* TO DO *
Report every line of the data below that contains the word "black", copying each such line in full. Case counts when matching.

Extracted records
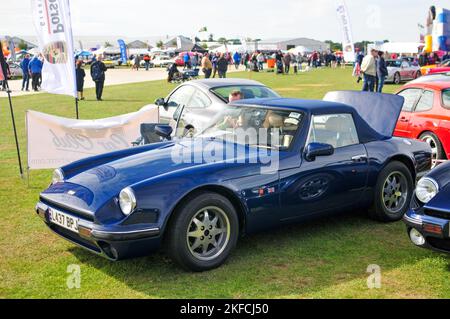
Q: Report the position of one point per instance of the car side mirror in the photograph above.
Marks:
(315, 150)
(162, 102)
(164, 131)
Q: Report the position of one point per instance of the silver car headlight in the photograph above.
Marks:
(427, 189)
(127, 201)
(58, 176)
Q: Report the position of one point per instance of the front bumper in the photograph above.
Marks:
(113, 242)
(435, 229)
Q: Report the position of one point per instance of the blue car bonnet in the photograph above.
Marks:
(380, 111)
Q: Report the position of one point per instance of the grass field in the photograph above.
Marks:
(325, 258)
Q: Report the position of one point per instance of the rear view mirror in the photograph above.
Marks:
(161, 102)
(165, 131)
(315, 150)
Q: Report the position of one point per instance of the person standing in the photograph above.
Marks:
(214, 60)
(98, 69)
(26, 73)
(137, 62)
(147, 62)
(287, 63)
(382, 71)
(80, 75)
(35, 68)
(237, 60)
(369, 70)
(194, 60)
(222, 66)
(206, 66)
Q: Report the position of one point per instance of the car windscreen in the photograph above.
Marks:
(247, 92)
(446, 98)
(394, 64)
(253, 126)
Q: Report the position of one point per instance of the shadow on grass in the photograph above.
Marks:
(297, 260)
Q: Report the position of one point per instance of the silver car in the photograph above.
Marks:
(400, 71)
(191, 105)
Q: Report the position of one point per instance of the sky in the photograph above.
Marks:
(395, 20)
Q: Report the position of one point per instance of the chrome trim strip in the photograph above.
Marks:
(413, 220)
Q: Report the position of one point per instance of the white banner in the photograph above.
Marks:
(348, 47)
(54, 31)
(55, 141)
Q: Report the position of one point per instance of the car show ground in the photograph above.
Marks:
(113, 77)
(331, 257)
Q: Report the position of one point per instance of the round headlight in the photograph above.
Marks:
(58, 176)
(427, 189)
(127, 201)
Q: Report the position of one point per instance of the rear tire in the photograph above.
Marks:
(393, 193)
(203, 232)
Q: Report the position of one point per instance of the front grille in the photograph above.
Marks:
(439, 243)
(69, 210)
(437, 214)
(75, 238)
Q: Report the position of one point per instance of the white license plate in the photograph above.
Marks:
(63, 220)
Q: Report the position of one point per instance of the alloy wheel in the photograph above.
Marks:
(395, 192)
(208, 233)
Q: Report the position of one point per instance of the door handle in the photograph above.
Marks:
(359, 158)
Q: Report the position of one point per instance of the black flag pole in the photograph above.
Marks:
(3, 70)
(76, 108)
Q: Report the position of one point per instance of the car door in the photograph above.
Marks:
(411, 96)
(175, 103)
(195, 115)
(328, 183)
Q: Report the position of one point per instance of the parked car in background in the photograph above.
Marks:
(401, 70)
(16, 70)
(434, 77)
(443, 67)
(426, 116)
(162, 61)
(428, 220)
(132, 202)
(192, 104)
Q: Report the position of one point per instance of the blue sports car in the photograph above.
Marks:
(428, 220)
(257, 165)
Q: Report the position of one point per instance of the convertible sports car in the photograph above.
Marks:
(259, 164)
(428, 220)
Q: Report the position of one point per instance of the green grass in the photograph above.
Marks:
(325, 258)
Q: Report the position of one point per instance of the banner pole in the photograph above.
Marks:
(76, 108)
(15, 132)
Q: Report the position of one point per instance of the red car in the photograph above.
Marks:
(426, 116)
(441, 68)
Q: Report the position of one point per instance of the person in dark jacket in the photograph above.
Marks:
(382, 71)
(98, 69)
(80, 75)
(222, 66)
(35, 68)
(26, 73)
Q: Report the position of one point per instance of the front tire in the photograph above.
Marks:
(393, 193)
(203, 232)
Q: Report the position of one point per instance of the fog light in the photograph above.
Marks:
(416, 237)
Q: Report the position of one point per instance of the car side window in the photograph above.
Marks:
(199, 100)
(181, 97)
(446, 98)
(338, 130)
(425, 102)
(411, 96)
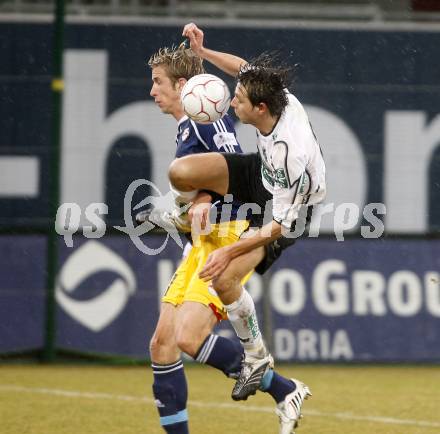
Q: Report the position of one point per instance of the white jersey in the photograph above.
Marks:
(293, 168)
---
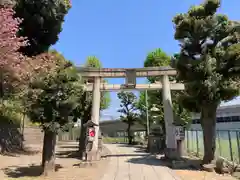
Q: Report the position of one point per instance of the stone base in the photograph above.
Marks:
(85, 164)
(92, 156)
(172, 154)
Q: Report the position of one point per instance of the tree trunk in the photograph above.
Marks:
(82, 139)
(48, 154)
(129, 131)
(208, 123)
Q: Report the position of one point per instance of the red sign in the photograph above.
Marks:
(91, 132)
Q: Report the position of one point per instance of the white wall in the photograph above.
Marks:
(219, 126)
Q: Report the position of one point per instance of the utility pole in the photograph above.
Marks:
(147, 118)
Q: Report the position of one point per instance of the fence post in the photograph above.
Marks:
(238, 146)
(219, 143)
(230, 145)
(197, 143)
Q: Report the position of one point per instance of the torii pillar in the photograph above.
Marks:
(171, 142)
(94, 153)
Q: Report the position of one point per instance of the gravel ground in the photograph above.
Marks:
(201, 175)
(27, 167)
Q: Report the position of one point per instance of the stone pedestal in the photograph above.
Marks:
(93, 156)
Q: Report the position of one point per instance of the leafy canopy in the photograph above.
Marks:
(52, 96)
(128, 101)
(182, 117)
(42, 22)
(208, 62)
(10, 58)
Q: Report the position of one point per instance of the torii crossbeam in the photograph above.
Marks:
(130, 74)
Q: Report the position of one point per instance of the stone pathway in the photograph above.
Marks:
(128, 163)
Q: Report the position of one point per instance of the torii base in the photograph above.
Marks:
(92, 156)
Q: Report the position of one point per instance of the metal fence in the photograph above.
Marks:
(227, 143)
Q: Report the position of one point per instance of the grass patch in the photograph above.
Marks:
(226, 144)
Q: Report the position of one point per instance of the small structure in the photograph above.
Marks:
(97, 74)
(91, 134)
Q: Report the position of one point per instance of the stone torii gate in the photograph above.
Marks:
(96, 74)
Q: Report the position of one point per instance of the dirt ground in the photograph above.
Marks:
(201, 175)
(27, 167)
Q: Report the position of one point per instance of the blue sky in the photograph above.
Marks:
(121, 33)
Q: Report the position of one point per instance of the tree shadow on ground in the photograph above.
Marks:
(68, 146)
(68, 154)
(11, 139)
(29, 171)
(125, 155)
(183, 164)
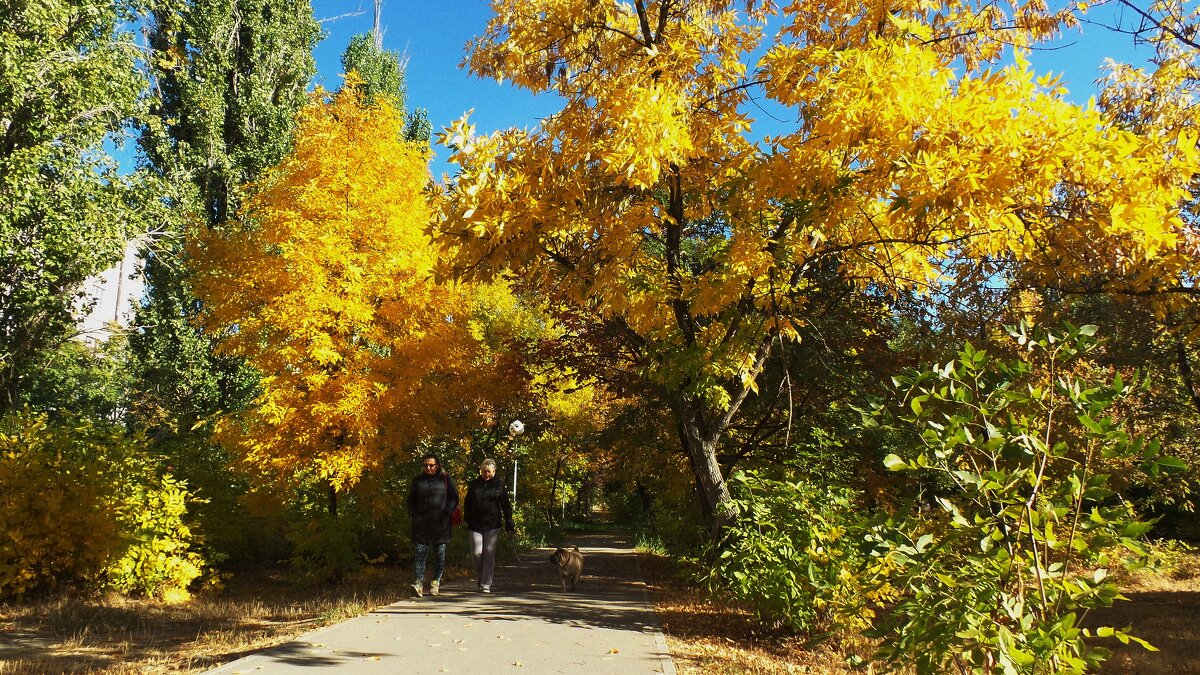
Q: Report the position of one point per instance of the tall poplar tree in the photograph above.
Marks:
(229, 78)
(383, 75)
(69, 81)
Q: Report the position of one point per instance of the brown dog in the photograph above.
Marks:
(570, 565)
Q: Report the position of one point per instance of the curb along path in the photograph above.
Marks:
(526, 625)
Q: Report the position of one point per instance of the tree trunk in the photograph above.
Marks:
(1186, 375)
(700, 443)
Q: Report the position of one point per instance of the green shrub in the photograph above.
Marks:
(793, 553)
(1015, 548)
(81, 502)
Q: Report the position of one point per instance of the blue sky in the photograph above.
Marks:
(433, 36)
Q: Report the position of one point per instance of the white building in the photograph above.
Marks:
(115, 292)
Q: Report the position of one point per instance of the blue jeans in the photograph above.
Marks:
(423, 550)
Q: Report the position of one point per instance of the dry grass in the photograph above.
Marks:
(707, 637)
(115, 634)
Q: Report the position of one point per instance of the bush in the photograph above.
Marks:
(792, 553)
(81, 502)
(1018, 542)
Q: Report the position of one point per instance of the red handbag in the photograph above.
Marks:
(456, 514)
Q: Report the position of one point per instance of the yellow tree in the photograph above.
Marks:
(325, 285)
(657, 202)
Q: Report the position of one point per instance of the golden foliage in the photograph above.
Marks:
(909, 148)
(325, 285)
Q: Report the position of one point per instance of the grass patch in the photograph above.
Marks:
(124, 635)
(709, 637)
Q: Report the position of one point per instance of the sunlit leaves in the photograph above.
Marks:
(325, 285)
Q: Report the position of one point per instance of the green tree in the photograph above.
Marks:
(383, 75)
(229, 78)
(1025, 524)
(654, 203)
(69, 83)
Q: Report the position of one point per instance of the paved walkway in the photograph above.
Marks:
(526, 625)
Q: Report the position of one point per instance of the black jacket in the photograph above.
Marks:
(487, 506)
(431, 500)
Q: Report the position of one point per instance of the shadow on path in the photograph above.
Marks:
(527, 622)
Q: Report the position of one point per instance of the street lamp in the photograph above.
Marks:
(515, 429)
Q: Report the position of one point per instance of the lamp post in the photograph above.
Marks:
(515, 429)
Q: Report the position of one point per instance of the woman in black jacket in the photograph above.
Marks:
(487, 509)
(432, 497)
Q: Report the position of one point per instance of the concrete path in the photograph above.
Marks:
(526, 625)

* TASK OUTPUT *
Q: Report the position of one point per instance of the black flag pole in the photograph above.
Q: Report the position of one point per instance of the black jacket in the photograph above.
Q: Report the position of one point per instance of the woman in black jacket in the photograph above.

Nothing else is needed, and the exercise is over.